----- Fragmento del texto -----

Esta cooperativa de farmacia, contaba con uno de los primeros ordenadores, que empezaron a funcionar en nuestro país. Era tan grande, que necesitaba una amplia habitación del edificio donde estábamos, en la antigua calle de García Morato, hoy llamada Santa Engracia, en el número 33 , y allí era donde vivíamos las ocho horas en turnos de mañana y tarde. Los hombres además, tenían que ir por la noche, a cambio, no se le solía regañar y prevalecían más sus derechos por ser cabeza de familia y porque las mujeres, aunque hiciésemos el mismo trabajo, " no sabíamos rendir tanto" por el simple hecho de pertenecer al sexo femenino.
Y he recordado, leyendo este libro de Luisa Carnés, a mis compañeras: Mari Tere, Elenita, Juli, Gloria, Aurelia..., esta última también, como Laurita, se quedó embaraza estando soltera y aquello fue un dramón, donde tuvo que aguantar la comidilla de todos y todas nosotras. No había piedad entonces para el mínimo desliz. Sin embargo, Manolo y Juli, se enamoraron tanto, que han tenido cuatro hijos y ahora con varios nietos, los sigo viendo tan felices como entonces, donde nos contaban el tiempo que habían durado dándose un beso en la boca. Por aquellas fechas, yo también me enamoré y se enamoraron de mí, pero al final, no llegamos a nada, entre otras cosas, porque esto del sexo y amor, tenía tantos rituales e impedimentos que, al final, nos quedábamos en el camino.
Era nuestra sociedad de entonces, treinta años más que en la época dónde se sitúa esta deliciosa novela, casi escrita como si fuera un guión cinematográfico. El tiempo en su camino, nos había dejado una efímera República, porque los militares rebeldes, "garantes de la moral y buen gobierno" , decidieron que no se podía seguir avanzando en derechos y libertades, alcanzados para todos y en especial para la mujer y así ocurrió que llegamos hasta una Guerra Civil, la peor de todas, para acabar en una férrea dictadura, donde los avances conquistados, se convirtieron en retrocesos y el comienzo de los años 30, que señala la autora en Tea Rooms, volvieron a calcarse en mis primeros trabajos de los finales de los 60 y comienzo de los 70 y que la lectura de Luisa Carnés, me ha llevado a recordarlos.

-----

#### Qué hacer:
1: Cambia en el fragmento del texto la parte que empieza en "Y he recordado, leyendo" y termina en "en el camino.", y pon "amigas" en lugar de "compañeras".
2: Enumera todos los nombres de las compañeras que se mencionan en el fragmento del texto.
3: Responde a estas preguntas según el fragmento del texto:
(a) ¿En qué calle y en qué número estaba el edificio?
(b) ¿Cuántos hijos han tenido Manolo y Juli?
(c) ¿En qué años se sitúan los primeros trabajos que se recuerdan?

----- Datos del conjunto -----

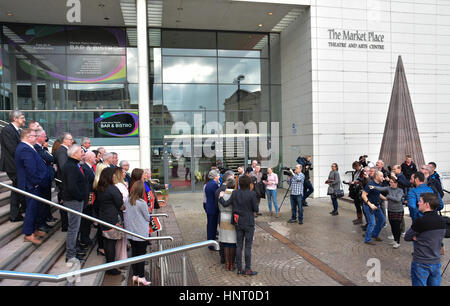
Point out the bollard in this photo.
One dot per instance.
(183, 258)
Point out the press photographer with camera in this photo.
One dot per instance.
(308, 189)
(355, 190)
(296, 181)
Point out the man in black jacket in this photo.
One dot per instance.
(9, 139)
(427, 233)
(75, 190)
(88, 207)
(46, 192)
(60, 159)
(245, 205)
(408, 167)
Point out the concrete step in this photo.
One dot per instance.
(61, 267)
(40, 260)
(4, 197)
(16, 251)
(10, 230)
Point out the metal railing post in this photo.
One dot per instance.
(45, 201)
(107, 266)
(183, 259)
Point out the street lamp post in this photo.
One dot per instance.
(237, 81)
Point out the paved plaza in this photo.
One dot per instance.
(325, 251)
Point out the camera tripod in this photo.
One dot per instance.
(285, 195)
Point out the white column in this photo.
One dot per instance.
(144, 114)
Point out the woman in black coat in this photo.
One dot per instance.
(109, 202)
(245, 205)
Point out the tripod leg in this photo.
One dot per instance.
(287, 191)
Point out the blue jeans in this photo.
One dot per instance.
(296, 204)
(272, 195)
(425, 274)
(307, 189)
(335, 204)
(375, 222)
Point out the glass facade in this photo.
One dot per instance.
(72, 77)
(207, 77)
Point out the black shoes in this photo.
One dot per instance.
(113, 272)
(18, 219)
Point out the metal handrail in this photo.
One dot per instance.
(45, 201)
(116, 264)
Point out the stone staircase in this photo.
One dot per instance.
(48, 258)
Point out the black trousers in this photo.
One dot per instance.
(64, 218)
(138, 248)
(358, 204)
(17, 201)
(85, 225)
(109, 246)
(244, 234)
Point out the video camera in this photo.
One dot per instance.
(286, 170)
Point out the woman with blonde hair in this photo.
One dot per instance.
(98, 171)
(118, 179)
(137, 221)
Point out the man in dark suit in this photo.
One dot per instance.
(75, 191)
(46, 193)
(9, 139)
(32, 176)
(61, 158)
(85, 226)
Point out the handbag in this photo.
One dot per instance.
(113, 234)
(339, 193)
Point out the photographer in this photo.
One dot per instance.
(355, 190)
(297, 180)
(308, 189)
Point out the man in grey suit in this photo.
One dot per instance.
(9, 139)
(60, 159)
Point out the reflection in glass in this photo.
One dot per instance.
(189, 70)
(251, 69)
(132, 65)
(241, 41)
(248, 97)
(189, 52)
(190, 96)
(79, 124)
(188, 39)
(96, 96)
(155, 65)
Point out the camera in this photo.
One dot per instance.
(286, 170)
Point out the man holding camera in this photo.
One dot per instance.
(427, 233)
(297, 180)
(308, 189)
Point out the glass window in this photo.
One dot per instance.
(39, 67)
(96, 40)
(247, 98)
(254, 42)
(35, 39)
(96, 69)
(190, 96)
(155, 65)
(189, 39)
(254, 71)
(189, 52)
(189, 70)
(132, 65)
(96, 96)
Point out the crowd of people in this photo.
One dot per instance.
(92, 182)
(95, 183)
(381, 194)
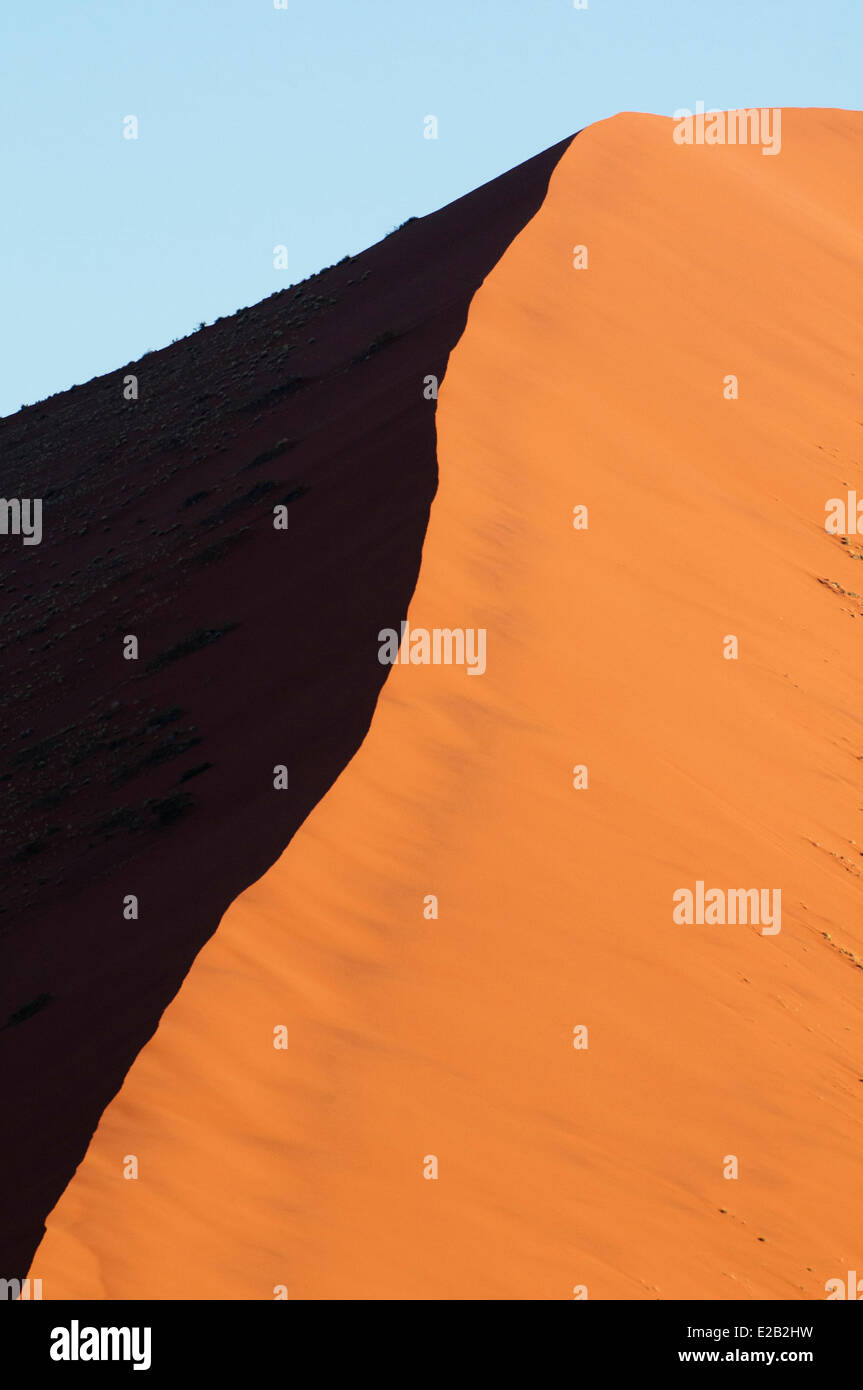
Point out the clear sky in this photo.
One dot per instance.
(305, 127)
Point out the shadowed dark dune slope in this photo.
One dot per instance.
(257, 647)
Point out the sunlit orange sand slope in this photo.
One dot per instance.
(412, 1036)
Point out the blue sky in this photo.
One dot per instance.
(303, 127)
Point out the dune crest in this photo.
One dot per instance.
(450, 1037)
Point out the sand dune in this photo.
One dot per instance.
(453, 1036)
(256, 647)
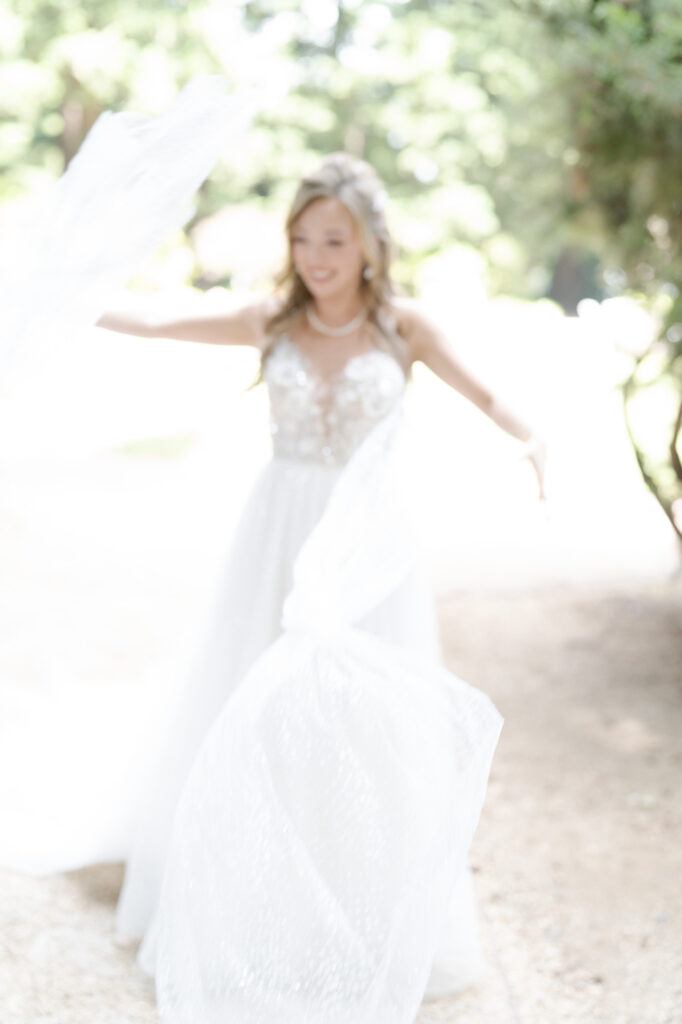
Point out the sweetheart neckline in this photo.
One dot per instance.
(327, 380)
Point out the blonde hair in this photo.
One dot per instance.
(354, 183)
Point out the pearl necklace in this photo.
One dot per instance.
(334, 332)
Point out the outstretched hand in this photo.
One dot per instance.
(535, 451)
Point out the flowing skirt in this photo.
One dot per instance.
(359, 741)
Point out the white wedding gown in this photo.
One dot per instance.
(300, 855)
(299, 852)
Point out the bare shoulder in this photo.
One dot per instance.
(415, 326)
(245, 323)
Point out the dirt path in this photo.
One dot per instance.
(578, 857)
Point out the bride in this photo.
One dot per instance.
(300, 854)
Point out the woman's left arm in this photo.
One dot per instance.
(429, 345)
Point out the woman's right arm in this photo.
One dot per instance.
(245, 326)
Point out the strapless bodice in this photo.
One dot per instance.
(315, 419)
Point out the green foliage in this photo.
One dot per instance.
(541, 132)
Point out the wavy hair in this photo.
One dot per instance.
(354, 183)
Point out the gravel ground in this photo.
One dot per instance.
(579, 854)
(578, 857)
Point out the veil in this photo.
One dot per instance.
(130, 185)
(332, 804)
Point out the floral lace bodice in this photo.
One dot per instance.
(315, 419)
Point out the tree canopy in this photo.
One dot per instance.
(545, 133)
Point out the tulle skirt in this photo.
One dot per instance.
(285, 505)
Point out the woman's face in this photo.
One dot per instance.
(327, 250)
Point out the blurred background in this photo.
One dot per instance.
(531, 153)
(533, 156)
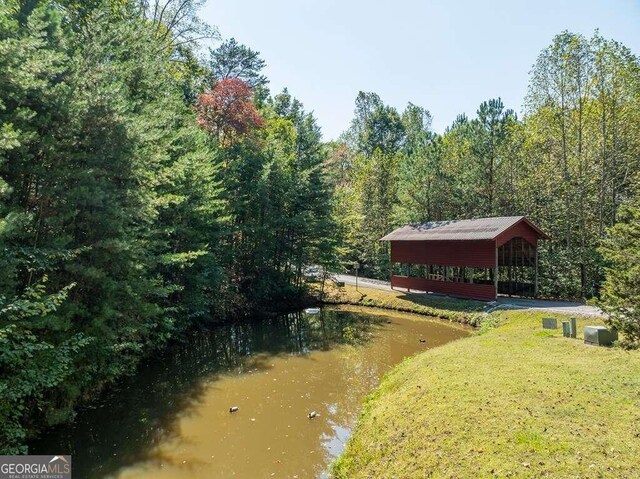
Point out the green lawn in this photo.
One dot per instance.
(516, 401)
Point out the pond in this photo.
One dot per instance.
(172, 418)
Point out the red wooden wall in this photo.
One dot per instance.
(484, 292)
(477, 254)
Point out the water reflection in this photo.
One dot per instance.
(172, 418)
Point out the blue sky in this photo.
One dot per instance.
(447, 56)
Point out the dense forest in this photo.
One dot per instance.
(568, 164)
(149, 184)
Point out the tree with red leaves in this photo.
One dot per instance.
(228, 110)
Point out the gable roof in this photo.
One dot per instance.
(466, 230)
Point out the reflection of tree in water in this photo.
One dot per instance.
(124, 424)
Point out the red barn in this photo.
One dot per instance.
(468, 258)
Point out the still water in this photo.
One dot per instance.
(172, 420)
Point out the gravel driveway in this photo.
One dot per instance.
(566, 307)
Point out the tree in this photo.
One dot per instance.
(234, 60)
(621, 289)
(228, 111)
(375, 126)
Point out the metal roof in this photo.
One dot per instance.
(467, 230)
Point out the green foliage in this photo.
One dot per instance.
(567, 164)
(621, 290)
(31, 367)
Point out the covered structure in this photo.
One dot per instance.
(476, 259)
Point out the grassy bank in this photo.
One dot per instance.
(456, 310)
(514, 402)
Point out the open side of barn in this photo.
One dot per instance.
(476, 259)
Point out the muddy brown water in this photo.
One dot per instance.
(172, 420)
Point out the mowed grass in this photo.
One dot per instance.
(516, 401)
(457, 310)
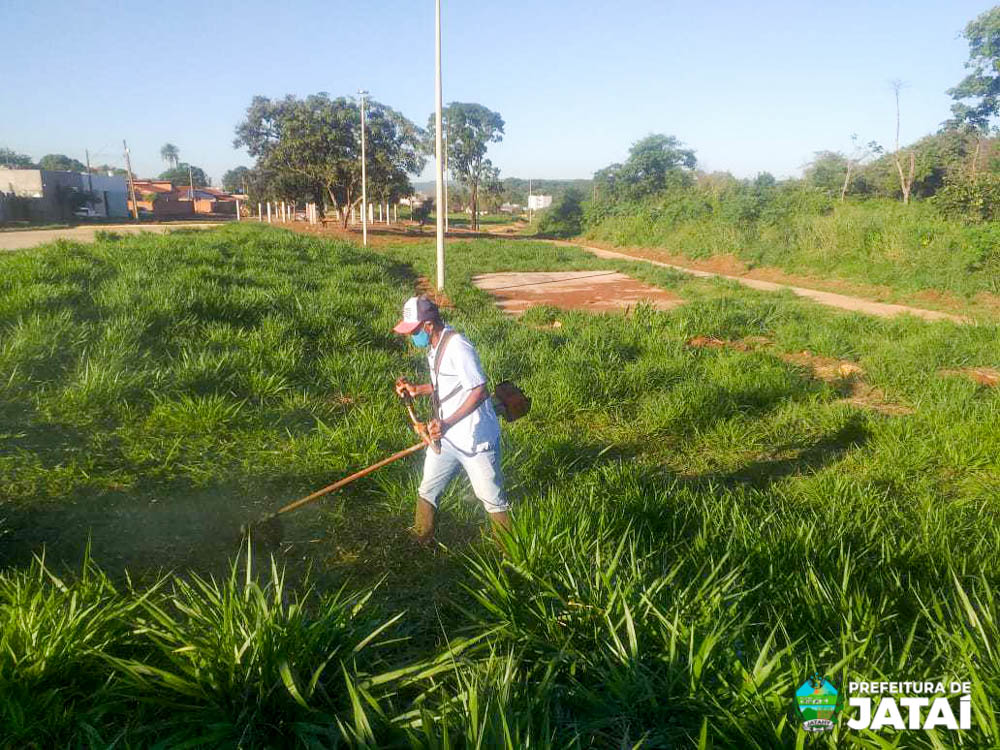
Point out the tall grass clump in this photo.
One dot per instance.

-----

#### Respuestas por tarea:
1:
Y he recordado, leyendo este libro de Luisa Carnés, a mis amigas: Mari Tere, Elenita, Juli, Gloria, Aurelia..., esta última también, como Laurita, se quedó embaraza estando soltera y aquello fue un dramón, donde tuvo que aguantar la comidilla de todos y todas nosotras. No había piedad entonces para el mínimo desliz. Sin embargo, Manolo y Juli, se enamoraron tanto, que han tenido cuatro hijos y ahora con varios nietos, los sigo viendo tan felices como entonces, donde nos contaban el tiempo que habían durado dándose un beso en la boca. Por aquellas fechas, yo también me enamoré y se enamoraron de mí, pero al final, no llegamos a nada, entre otras cosas, porque esto del sexo y amor, tenía tantos rituales e impedimentos que, al final, nos quedábamos en el camino.

2: Mari Tere, Elenita, Juli, Gloria y Aurelia.

3:
(a) En la antigua calle de García Morato, hoy llamada Santa Engracia, en el número 33.
(b) Cuatro hijos.
(c) A finales de los 60 y a comienzos de los 70.